--- BEGIN Quoted passage ---

For b<sub>0</sub>:  
$$
\frac{\partial MSE}{\partial b_0} = -\frac{1}{N} \sum \left(y_i - \left(b_0 + \sum b_j x_{ij}\right)\right)
$$
  
For b<sub>j</sub>:  
$$
\frac{\partial MSE}{\partial b_j} = -\frac{1}{N} \sum x_{ij} \left(y_i - \left(b_0 + \sum b_j x_{ij}\right)\right)
$$

**Step 3:** Update weights  
$$b_0 \leftarrow b_0 - \frac{\partial MSE}{\partial b_0}$$

$$b_j \leftarrow b_j - \frac{\partial MSE}{\partial b_j}$$


**Step 4:** Repeat steps 2 and 3 until convergence

There are several libraries in Python that can perform linear regression, including gradient descent, and make it more convenient for us. One of the most commonly used libraries is scikit-learn. Here's how we can use scikit-learn to perform linear regression easily:

In [10]:
# imports for LR
from sklearn.linear_model import LinearRegression
import numpy as np

#  gen data
np.random.seed(0)

--- END Quoted passage ---
--- BEGIN Provided information ---

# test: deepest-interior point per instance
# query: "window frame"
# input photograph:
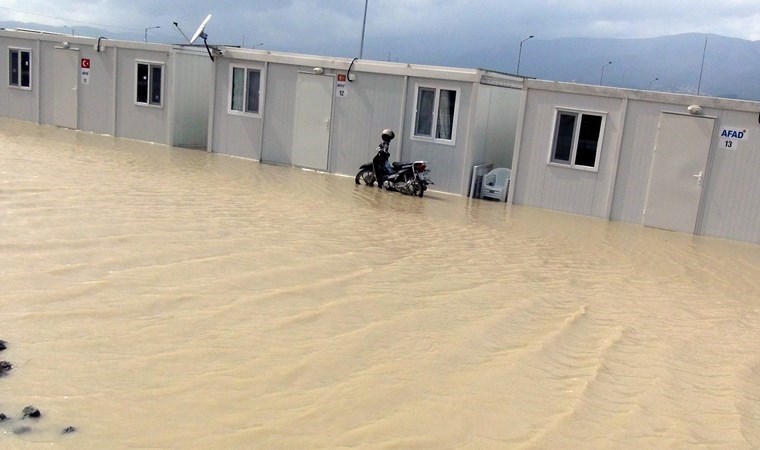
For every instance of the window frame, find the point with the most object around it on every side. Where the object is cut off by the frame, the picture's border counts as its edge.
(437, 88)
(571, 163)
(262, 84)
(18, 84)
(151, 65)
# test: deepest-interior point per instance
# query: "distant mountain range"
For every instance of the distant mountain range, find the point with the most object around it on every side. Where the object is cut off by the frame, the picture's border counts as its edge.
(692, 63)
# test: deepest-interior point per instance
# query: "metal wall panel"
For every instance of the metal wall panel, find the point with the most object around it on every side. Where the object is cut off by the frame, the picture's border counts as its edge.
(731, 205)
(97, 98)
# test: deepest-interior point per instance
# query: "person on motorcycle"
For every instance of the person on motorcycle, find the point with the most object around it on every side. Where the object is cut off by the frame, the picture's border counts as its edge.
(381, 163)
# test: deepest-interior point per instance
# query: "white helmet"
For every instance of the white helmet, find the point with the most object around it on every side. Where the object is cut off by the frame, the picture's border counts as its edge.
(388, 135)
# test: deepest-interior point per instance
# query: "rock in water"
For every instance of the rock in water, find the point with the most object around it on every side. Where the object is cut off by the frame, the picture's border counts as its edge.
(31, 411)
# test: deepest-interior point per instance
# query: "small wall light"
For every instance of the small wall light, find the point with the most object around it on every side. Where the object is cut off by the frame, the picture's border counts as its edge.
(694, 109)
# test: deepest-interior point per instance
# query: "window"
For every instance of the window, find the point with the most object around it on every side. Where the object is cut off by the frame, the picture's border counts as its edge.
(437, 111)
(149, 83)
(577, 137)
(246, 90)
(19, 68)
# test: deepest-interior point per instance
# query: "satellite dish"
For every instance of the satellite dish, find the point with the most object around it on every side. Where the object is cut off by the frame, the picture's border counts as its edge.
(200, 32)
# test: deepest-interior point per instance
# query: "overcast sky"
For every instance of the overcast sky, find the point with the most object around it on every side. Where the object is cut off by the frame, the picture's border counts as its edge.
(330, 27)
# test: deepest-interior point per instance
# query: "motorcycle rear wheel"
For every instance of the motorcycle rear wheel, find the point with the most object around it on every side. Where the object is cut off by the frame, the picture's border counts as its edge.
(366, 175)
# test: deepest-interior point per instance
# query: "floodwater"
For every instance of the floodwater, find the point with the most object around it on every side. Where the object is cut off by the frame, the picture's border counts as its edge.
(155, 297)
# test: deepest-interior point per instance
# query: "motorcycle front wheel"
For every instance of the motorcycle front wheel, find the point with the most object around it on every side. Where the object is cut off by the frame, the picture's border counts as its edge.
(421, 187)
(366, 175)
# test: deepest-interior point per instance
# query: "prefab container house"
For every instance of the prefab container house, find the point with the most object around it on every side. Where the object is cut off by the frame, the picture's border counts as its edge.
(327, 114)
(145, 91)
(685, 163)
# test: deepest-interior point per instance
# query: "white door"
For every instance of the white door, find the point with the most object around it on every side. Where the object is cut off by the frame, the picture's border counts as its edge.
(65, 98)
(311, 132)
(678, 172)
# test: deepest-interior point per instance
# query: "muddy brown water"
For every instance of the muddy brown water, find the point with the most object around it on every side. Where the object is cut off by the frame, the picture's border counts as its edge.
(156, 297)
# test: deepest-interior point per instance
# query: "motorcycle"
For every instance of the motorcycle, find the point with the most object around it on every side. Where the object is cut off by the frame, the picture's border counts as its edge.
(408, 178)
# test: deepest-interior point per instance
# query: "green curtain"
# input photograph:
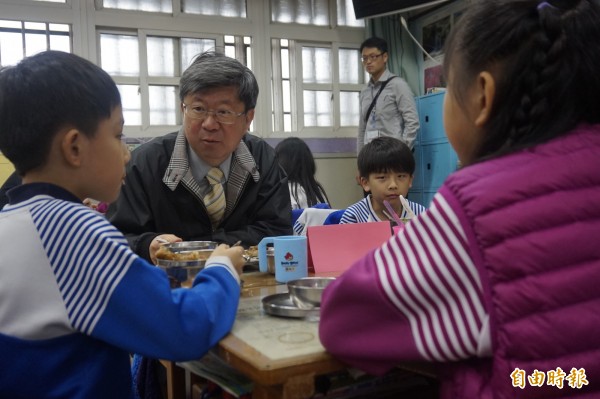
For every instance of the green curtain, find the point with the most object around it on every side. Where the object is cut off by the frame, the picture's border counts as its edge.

--- END Provided information ---

** Set task A **
Answer these questions about the linear regression excerpt:
(i) Step 4 says to repeat which steps, and until when?
(ii) Which Python library does the excerpt name as one of the most commonly used for linear regression?
(iii) What number is passed to np.random.seed in the code?
** Set task B **
Copy out the part of the linear regression excerpt starting with "There are several" and going on through "np.random.seed(0)".

** Right answer A **
(i) Steps 2 and 3, until convergence.
(ii) scikit-learn.
(iii) 0.

** Right answer B **
There are several libraries in Python that can perform linear regression, including gradient descent, and make it more convenient for us. One of the most commonly used libraries is scikit-learn. Here's how we can use scikit-learn to perform linear regression easily:

In [10]:
# imports for LR
from sklearn.linear_model import LinearRegression
import numpy as np

#  gen data
np.random.seed(0)